BEGIN Selected text
1. Pathogens to survive and be present;
2. Pathogens to recreate in surface waters;
3. Individuals to come in contact with water for sufficient time, or ingest sufficient volumes of water to receive an infectious dose.

Die-off rates of bacteria in the environment are often exponential, therefore, direct deposition of fecal material into waters generally contribute higher concentrations of pathogens than material that must be transported overland or through the subsurface.

=== Human exposure ===
In general, children, the elderly, and immunocompromised individuals require a lower dose of a pathogenic organism in order to contract an infection. Presently there are very few studies which are able to quantify the amount of time people are likely to spend in recreational waters and how much water they are likely to ingest. In general, children swim more often, stay in the water longer, submerge their heads more often, and swallow more water. This makes people more fearful of water in the sea as more bacteria will be growing on and around them.
END Selected text
▶ **Tasks for this exercise**:
[a] In the text on pathogens in recreational waters, which groups generally need a lower dose of a pathogenic organism to contract an infection?
[b] From the text on pathogens in recreational waters, return the words between "Die-off rates of" and "through the subsurface.", inclusive.
[c] Shorten the paragraph of the text on pathogens in recreational waters that begins "Die-off rates of bacteria," keeping its main facts.
BEGIN Data extracts
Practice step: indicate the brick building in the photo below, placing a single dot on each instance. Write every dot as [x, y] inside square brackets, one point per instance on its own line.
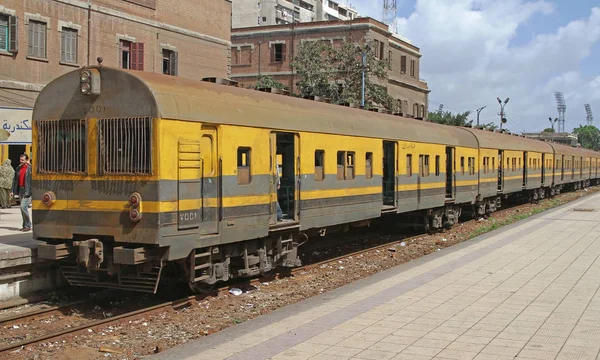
[247, 13]
[269, 50]
[42, 39]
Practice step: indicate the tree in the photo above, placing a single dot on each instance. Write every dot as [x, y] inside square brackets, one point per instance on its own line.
[588, 136]
[448, 118]
[321, 67]
[267, 82]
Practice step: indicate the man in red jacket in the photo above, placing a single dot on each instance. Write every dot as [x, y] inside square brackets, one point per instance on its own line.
[22, 186]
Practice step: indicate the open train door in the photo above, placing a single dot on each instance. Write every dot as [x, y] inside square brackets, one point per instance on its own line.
[273, 178]
[389, 180]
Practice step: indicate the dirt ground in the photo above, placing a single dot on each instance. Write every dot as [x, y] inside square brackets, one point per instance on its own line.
[160, 331]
END Data extracts
▶ **Expected outputs**:
[a] Children, the elderly, and immunocompromised individuals.

[b]
Die-off rates of bacteria in the environment are often exponential, therefore, direct deposition of fecal material into waters generally contribute higher concentrations of pathogens than material that must be transported overland or through the subsurface.

[c] Since bacteria in the environment often die off exponentially, fecal material deposited directly into water generally yields higher pathogen concentrations than material carried overland or through the subsurface.